(DATA EXCERPTS)

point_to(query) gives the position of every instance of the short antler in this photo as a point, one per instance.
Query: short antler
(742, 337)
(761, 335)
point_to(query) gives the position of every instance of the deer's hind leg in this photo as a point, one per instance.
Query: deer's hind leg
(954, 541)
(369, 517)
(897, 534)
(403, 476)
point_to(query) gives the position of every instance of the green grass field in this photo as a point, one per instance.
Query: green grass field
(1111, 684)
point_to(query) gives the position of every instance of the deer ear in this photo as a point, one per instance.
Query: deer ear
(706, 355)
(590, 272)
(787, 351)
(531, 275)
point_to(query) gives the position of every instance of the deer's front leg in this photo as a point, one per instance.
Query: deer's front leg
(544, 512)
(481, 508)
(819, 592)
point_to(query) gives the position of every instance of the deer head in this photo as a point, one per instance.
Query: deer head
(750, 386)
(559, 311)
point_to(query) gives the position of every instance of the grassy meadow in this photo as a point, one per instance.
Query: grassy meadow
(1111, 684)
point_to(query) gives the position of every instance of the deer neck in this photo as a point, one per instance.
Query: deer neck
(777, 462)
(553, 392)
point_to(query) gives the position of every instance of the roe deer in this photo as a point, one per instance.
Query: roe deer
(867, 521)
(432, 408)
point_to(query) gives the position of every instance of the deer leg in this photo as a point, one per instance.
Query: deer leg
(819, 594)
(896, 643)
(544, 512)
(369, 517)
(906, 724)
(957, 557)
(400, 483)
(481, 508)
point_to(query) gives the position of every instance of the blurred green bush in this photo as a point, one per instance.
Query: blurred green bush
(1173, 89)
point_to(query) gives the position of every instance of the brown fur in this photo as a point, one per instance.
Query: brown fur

(End DATA EXCERPTS)

* [TASK DESCRIPTION]:
Print the full listing verbatim. Leave nothing out.

* [ANSWER FOR THIS EXERCISE]:
point_to(query) gives the position of every instance of the short antler in this photo as a point, one per instance.
Query: short antler
(742, 337)
(761, 335)
point_to(query) gives the position of every instance of the deer's hind leg in this photo as a point, one per instance.
Query: deer's hind leg
(954, 541)
(369, 517)
(897, 534)
(403, 476)
point_to(query) gives the position of every instance of the green grass field in this photo as a point, one per instance.
Query: green grass field
(1111, 684)
point_to(query) gives the position of every instance of the deer ear in this photo as a point, one per instance.
Query: deer ear
(706, 355)
(590, 272)
(787, 351)
(531, 275)
point_to(query) gives the position of every instance of the deer's front leg in this photo as a point, one per instance.
Query: deer's front leg
(544, 512)
(481, 508)
(819, 592)
point_to(query) gives the position of every instance of the deer head in this photo as a point, one per instance.
Query: deer head
(750, 386)
(559, 311)
point_to(query) gives the position of every instance of the grassy meadow in this photo as a point, one per instance.
Query: grassy meadow
(1111, 684)
point_to(query) gives the position of every instance of the deer neck in this photo as a point, one per instance.
Query: deer neck
(777, 462)
(553, 392)
point_to(query) gives the position of every instance of the roe deer in this photo as a point, one per instance.
Query: roe deer
(867, 521)
(432, 408)
point_to(query) gives the position of every instance of the deer leg in this photo as a point, one per instance.
Query: deer leg
(819, 594)
(896, 643)
(544, 512)
(369, 517)
(906, 724)
(957, 557)
(400, 483)
(481, 508)
point_to(query) gives the position of every instance of the blurred green bush in this photo as a point, one per instance.
Query: blurred green bush
(1173, 89)
point_to(query) gives the position of every instance of the brown fur in this photo as a point, one per instance.
Query: brown fur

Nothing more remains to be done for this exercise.